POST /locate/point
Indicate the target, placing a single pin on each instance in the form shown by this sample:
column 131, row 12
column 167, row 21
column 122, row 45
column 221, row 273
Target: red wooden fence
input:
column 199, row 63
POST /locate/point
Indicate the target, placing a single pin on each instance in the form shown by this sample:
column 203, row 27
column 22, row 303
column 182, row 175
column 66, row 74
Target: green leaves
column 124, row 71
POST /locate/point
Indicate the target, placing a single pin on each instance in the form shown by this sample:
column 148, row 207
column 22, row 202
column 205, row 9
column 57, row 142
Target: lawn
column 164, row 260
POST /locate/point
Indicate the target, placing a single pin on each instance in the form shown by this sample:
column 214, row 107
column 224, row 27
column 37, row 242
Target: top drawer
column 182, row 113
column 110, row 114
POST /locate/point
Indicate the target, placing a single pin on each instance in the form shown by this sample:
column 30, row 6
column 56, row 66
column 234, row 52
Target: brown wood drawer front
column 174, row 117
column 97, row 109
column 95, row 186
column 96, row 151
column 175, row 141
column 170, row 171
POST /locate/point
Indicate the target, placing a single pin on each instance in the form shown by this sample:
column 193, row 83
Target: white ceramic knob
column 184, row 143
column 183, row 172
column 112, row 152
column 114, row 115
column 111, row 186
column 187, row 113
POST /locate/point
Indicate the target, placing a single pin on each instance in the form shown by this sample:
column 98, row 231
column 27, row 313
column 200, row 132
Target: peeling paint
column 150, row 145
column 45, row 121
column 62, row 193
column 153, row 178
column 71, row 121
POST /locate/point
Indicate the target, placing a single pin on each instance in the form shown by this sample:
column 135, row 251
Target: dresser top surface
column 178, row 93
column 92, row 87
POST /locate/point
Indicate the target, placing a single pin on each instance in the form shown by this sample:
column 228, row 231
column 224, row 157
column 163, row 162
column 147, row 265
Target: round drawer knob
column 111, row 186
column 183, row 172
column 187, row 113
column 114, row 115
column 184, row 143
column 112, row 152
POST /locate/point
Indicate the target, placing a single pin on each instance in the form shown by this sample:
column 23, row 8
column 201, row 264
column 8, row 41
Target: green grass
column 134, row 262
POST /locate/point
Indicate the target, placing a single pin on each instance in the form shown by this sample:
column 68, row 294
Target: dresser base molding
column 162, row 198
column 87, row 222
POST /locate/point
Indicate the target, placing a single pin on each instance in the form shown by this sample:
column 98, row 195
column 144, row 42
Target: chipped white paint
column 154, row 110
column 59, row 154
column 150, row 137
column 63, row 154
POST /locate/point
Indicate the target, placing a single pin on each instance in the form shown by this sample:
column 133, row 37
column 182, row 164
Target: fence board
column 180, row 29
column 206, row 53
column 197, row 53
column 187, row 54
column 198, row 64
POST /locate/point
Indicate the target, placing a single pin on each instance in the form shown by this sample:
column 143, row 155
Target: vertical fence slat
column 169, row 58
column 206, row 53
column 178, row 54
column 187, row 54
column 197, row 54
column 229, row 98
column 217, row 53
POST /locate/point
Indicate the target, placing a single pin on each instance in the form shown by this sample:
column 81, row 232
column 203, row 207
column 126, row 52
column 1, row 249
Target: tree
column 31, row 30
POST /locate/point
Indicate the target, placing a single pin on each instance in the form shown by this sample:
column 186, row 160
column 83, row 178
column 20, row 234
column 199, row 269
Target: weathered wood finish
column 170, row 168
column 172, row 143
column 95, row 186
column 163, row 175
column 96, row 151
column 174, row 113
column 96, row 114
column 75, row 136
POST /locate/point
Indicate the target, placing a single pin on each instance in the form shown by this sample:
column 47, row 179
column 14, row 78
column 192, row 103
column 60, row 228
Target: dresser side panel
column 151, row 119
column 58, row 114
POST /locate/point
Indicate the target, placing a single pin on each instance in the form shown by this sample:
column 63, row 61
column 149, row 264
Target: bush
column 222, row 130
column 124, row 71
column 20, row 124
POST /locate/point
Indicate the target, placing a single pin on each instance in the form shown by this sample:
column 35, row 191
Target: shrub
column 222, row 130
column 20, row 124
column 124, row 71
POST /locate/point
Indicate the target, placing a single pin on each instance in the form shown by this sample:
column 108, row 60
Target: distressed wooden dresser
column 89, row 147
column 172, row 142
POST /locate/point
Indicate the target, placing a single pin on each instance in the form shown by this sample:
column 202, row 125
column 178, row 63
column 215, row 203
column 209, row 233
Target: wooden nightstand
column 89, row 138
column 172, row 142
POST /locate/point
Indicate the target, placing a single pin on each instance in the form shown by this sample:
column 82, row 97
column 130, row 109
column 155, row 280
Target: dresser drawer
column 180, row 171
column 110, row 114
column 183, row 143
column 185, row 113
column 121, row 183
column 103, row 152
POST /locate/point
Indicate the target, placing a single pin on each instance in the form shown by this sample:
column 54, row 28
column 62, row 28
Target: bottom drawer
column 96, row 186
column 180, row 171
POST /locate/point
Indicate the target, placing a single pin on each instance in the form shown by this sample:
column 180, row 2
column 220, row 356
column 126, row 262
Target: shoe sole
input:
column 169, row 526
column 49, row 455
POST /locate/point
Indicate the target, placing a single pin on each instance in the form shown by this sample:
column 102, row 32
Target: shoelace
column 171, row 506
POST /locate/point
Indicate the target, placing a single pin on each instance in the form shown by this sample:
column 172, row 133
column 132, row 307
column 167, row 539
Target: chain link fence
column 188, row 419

§ Aim of the exercise
Starting at the line with "column 220, row 356" and ending at the line with "column 102, row 32", print each line of the listing above exactly, with no other lines.

§ Task result
column 220, row 356
column 126, row 262
Target: shoe sole
input:
column 169, row 526
column 49, row 455
POST /locate/point
Indicate the target, placing a single pin on each instance in the form shown by this sample:
column 102, row 32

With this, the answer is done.